**To be done**
Return the lines of the data below exactly as they appear, starting at the line that contains "[segment] eye" and ending at the line that contains "POLYGON ((358 280, 375", with both of those lines included.

**Records for processing**

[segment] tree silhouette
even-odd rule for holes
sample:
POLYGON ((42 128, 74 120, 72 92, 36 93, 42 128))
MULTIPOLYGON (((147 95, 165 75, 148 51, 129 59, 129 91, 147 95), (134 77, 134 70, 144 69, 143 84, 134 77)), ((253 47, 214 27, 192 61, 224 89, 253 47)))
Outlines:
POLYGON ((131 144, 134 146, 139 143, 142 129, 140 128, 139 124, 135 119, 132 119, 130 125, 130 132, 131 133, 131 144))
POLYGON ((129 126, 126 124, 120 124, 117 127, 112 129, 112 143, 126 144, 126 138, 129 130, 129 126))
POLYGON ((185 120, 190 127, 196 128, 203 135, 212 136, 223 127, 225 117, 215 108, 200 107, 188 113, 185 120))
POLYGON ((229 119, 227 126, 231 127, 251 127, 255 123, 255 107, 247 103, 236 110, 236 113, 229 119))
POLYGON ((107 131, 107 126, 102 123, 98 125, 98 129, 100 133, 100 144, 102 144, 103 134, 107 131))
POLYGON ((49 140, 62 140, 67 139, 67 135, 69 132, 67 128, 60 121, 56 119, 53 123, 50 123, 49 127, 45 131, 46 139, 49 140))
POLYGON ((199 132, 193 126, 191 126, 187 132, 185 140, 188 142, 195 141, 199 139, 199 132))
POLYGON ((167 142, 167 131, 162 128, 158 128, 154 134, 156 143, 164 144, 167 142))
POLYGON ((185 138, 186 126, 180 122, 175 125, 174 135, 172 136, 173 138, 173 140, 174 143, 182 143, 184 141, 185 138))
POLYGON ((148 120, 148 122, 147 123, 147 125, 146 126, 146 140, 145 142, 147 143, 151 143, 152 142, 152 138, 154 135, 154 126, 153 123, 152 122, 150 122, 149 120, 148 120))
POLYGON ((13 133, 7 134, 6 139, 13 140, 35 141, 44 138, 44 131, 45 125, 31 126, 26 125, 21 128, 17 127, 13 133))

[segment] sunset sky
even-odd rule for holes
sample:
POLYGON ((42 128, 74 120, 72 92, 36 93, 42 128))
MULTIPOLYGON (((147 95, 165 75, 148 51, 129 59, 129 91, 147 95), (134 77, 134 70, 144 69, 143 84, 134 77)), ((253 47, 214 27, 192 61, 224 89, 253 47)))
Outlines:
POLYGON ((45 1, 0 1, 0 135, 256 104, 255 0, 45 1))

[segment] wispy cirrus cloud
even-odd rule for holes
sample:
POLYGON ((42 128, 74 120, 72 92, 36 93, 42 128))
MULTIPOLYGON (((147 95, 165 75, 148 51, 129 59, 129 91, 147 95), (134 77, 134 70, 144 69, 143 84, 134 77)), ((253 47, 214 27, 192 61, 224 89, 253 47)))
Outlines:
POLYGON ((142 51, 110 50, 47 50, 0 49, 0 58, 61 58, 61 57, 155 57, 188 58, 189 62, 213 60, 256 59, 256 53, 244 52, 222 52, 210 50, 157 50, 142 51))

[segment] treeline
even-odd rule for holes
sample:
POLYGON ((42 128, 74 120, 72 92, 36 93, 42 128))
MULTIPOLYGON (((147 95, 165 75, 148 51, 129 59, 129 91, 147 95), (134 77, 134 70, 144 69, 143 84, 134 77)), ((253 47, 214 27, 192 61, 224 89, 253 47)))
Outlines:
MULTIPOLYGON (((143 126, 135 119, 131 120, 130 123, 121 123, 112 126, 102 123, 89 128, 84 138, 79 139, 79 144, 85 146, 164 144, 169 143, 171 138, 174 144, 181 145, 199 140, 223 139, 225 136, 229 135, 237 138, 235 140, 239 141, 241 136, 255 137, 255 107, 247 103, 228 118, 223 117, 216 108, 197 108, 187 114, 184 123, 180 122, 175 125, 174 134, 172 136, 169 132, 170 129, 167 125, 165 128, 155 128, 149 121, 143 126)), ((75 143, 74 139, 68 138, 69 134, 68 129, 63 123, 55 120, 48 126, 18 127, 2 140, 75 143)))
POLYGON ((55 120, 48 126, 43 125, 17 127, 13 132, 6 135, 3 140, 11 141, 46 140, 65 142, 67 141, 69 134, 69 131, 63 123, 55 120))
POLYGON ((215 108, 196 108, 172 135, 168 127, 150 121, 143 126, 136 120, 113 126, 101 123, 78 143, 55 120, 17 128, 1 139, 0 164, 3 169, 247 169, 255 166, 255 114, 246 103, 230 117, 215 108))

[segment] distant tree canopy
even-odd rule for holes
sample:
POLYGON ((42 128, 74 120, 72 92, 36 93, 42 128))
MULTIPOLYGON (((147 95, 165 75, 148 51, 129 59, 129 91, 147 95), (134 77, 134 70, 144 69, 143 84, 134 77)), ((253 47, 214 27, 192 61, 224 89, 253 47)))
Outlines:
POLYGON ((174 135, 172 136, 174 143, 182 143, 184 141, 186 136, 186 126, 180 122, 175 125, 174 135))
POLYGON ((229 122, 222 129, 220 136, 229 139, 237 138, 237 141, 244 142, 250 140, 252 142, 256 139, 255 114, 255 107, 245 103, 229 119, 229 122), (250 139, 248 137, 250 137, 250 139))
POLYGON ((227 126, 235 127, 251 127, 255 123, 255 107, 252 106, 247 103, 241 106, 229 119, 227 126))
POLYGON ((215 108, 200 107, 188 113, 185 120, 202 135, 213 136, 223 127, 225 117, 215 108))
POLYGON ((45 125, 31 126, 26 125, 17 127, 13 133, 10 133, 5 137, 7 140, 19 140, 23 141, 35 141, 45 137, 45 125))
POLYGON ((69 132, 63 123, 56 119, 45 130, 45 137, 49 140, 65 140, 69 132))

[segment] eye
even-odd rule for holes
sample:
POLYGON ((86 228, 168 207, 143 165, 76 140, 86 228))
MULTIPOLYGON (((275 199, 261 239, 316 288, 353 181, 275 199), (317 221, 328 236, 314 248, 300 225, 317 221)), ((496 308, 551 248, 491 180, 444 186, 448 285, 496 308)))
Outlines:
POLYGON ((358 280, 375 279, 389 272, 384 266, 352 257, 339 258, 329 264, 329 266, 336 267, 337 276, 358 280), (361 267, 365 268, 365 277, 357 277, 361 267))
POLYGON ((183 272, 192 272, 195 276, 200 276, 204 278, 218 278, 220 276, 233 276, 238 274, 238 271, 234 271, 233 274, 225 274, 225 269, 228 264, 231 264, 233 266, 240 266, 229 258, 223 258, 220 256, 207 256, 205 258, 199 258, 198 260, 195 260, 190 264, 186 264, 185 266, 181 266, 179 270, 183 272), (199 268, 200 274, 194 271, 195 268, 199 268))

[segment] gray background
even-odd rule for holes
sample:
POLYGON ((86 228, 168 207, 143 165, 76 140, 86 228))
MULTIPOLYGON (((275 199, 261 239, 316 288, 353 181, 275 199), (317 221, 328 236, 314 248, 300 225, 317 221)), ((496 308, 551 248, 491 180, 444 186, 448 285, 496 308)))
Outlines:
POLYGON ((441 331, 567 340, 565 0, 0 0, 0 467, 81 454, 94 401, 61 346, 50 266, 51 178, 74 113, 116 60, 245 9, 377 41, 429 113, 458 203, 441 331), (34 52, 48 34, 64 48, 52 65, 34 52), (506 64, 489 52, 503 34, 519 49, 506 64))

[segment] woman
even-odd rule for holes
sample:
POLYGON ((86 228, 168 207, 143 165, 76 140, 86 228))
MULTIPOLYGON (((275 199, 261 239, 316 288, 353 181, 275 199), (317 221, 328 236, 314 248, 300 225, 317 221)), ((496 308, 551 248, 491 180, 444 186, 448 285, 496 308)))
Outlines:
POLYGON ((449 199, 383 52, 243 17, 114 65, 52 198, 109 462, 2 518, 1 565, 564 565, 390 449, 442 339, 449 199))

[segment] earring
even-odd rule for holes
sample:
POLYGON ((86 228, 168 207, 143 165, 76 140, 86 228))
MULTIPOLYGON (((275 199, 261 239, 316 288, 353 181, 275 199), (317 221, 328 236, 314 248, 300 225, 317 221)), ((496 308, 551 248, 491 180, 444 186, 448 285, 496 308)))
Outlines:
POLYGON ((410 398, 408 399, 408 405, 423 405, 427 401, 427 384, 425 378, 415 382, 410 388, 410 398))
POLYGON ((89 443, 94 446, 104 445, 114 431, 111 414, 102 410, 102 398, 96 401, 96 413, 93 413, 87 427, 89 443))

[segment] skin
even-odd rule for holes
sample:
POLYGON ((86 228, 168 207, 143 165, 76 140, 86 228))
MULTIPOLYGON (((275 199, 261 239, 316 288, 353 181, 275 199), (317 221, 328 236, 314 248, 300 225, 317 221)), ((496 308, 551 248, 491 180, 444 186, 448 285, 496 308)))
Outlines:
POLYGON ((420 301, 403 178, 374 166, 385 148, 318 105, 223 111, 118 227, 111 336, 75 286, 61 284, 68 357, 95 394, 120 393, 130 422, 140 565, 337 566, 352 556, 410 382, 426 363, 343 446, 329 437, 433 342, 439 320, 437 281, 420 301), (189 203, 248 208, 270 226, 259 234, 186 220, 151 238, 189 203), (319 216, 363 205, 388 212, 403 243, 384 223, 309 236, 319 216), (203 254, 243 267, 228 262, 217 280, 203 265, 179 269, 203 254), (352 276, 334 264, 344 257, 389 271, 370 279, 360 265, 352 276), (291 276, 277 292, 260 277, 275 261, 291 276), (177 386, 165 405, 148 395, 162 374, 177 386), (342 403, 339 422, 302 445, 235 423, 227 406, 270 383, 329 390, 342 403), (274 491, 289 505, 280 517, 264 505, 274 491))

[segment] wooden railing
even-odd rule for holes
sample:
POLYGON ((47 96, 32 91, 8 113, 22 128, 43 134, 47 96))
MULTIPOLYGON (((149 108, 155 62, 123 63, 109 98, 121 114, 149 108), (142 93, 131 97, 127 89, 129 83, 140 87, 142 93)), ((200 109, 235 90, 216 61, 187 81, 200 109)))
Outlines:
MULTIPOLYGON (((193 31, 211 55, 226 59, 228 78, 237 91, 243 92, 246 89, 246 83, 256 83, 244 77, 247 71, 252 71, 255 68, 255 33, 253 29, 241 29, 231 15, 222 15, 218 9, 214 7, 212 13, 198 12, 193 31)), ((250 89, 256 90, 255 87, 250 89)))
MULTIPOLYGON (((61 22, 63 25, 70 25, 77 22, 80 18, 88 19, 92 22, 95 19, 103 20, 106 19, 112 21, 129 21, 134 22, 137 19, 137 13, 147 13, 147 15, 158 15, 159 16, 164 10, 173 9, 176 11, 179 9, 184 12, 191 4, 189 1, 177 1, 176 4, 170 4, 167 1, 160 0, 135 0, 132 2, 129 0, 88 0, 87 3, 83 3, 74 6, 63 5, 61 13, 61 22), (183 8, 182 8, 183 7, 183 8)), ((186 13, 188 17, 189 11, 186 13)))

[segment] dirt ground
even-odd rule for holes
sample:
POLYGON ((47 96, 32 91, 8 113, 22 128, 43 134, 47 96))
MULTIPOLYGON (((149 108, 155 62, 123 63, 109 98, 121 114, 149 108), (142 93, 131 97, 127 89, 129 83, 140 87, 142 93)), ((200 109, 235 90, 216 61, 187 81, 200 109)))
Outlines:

**Finished answer**
[segment] eye
even-odd rule for holes
sample:
POLYGON ((86 228, 168 207, 143 165, 76 140, 86 228))
MULTIPOLYGON (((275 199, 261 239, 316 288, 353 181, 275 199), (317 221, 328 236, 314 248, 300 225, 317 221)), ((496 308, 551 248, 491 180, 444 186, 448 285, 496 308)))
Outlines:
POLYGON ((358 280, 375 279, 389 272, 384 266, 352 257, 339 258, 329 264, 329 266, 336 267, 337 276, 358 280), (361 267, 365 268, 365 277, 357 277, 361 267))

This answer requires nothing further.